## start DOCUMENT EXCERPT
Bond issuance is also becoming an increasingly critical component of transport funding in Indonesia, with SOEs including Pelindo II, Angkasa Pura I and II, and state-owned construction firm Adhi Karya recently issuing bonds to finance major upgrades. To further support bond-financed transportation projects, Indonesia recently partnered with the World Bank to develop a government risk and debt management programme. The programme should help the state improve risk management for government guarantees issued to SOEs that are borrowing to finance new builds, and reduce future budgetary pressures (see Infrastructure chapter).

PRIVATE SECTOR PARTICIPATION: Although the government has targeted developing billions of dollars worth of new projects under a public-private partnership (PPP) model, PPP implementation in the transport sector has been limited to date. BAPPENAS reports that out of seven projects under construction (and one at financial close) at the beginning of 2017, four are transport projects, and all are toll roads: Serpong-Balaraja, Manado-Bitung, Balikpapan-Samarinda and Pandaan-Malang routes. Out of 22 upcoming PPP projects in the country, BAPPENAS designated only one – the Bandar Lampung Water Supply project – as “ready to offer in 2017”. The remaining were classified as “under preparation”.

Recent legal reforms could help expedite PPP development in the transport sector. Presidential Regulation No. 38/2015 established a cross-sector regulatory framework for PPP implementation, which should help facilitate usage.

Presidential Regulation No. 78/2010 established a government guarantee for certain private sector-led infrastructure projects, which has been applied to programmes such as the Palapa Ring, Umbulan Water Supply and Central Java Power Plant projects.
## end DOCUMENT EXCERPT
## start GIVEN INFORMATION
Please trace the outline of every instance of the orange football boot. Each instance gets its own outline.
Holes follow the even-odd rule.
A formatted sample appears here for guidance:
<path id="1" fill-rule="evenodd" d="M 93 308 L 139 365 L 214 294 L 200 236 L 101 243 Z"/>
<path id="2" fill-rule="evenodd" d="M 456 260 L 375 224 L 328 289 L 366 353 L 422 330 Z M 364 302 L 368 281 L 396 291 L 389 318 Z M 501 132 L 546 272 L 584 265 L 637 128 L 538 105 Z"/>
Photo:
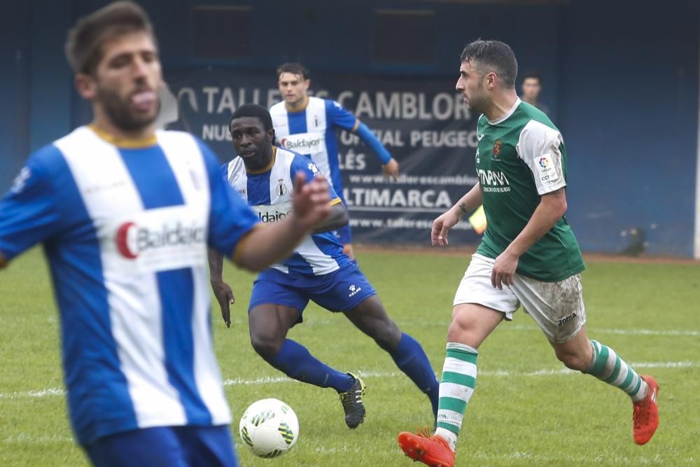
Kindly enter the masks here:
<path id="1" fill-rule="evenodd" d="M 454 452 L 449 449 L 447 441 L 440 436 L 404 431 L 399 433 L 398 445 L 410 458 L 426 466 L 454 467 Z"/>
<path id="2" fill-rule="evenodd" d="M 659 406 L 656 401 L 659 384 L 650 376 L 642 376 L 641 378 L 649 385 L 649 392 L 643 400 L 632 403 L 632 431 L 634 442 L 638 445 L 643 445 L 652 439 L 659 426 Z"/>

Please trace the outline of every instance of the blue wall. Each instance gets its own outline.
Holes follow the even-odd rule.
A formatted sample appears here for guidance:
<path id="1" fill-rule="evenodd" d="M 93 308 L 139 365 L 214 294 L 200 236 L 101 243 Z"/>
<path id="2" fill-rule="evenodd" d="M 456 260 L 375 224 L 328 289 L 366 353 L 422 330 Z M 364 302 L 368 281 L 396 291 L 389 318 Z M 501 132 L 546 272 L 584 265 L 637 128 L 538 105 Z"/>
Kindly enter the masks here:
<path id="1" fill-rule="evenodd" d="M 106 3 L 32 0 L 13 7 L 12 20 L 4 15 L 0 98 L 10 111 L 0 113 L 0 186 L 8 185 L 28 151 L 85 120 L 63 44 L 76 18 Z M 572 0 L 524 7 L 359 0 L 351 9 L 321 0 L 141 3 L 154 21 L 166 71 L 203 64 L 269 69 L 267 85 L 288 60 L 322 71 L 456 78 L 464 43 L 503 40 L 522 72 L 536 69 L 545 78 L 542 101 L 568 146 L 568 217 L 582 248 L 619 252 L 630 244 L 631 230 L 640 228 L 650 253 L 692 255 L 698 2 Z M 190 8 L 216 3 L 253 6 L 254 60 L 205 64 L 190 57 Z M 435 12 L 434 64 L 372 61 L 372 12 L 382 8 Z M 316 12 L 310 20 L 307 8 Z"/>

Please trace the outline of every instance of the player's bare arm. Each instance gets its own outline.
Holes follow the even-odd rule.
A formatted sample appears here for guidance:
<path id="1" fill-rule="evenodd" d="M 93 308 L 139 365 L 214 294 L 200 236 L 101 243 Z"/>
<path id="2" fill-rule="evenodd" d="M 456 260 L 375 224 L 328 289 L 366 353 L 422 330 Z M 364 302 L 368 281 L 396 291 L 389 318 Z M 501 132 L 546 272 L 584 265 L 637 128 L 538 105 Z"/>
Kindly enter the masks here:
<path id="1" fill-rule="evenodd" d="M 370 146 L 382 161 L 382 172 L 384 173 L 385 179 L 389 177 L 394 180 L 398 179 L 398 162 L 391 157 L 389 152 L 386 151 L 382 142 L 366 125 L 359 120 L 355 120 L 355 126 L 350 131 L 356 133 L 365 144 Z"/>
<path id="2" fill-rule="evenodd" d="M 340 228 L 343 225 L 347 225 L 349 217 L 348 210 L 345 205 L 340 199 L 336 199 L 330 202 L 330 214 L 326 218 L 323 223 L 314 229 L 314 233 L 323 233 L 330 232 Z"/>
<path id="3" fill-rule="evenodd" d="M 292 214 L 284 221 L 251 230 L 239 242 L 234 262 L 252 272 L 261 271 L 284 259 L 313 228 L 330 213 L 328 183 L 322 176 L 304 184 L 305 175 L 294 179 Z"/>
<path id="4" fill-rule="evenodd" d="M 207 254 L 209 263 L 209 281 L 214 297 L 221 309 L 221 317 L 226 327 L 231 326 L 231 305 L 236 302 L 231 286 L 223 281 L 223 255 L 213 249 Z"/>
<path id="5" fill-rule="evenodd" d="M 540 198 L 539 205 L 525 228 L 505 251 L 496 258 L 491 274 L 491 285 L 498 287 L 499 290 L 503 290 L 503 285 L 512 285 L 513 276 L 518 267 L 518 259 L 542 235 L 549 232 L 566 212 L 565 188 L 542 195 Z"/>
<path id="6" fill-rule="evenodd" d="M 447 246 L 449 229 L 459 222 L 464 214 L 479 207 L 481 202 L 481 187 L 477 183 L 454 206 L 433 221 L 433 229 L 430 231 L 430 243 L 433 246 Z"/>

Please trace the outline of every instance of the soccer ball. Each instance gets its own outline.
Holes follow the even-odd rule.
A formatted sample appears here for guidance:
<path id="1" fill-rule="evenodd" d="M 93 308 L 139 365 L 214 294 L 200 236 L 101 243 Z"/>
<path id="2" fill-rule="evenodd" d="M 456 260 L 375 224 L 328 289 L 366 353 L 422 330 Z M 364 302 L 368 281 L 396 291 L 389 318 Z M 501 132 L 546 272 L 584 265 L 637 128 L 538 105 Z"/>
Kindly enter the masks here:
<path id="1" fill-rule="evenodd" d="M 261 399 L 246 409 L 238 431 L 253 454 L 270 459 L 292 449 L 299 436 L 299 421 L 281 400 Z"/>

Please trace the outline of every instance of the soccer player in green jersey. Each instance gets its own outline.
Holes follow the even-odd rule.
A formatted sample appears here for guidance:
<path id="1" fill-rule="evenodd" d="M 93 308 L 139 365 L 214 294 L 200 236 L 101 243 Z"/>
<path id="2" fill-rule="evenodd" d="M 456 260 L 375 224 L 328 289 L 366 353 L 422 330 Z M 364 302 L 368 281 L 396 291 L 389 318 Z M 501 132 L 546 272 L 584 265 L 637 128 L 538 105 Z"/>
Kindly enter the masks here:
<path id="1" fill-rule="evenodd" d="M 647 442 L 659 424 L 659 386 L 610 347 L 586 334 L 578 244 L 564 217 L 566 149 L 547 116 L 515 92 L 517 62 L 506 44 L 476 41 L 462 52 L 456 89 L 477 125 L 479 183 L 435 220 L 433 246 L 483 204 L 487 227 L 455 294 L 433 436 L 402 433 L 407 456 L 428 466 L 454 465 L 457 435 L 474 392 L 477 349 L 522 305 L 556 358 L 615 386 L 633 403 L 633 434 Z"/>

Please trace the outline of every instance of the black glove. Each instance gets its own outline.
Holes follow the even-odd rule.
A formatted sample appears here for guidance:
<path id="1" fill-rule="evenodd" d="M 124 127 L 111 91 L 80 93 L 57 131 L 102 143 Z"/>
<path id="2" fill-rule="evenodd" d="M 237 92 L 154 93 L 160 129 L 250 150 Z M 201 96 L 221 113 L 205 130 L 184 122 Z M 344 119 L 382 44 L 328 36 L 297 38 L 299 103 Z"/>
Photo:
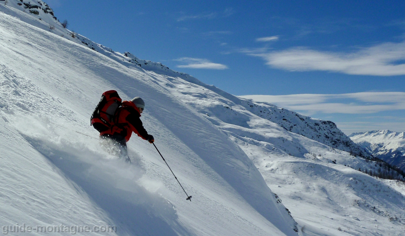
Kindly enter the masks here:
## end GIVEN INFORMATION
* TASK BRIEF
Please answer these questions using the excerpt on transport funding in Indonesia:
(a) With which institution did Indonesia partner to develop a government risk and debt management programme?
(b) Of the seven projects under construction at the beginning of 2017, how many were transport projects?
(c) Which project did BAPPENAS designate as "ready to offer in 2017"?

* ANSWER FOR THIS EXERCISE
(a) The World Bank.
(b) Four.
(c) The Bandar Lampung Water Supply project.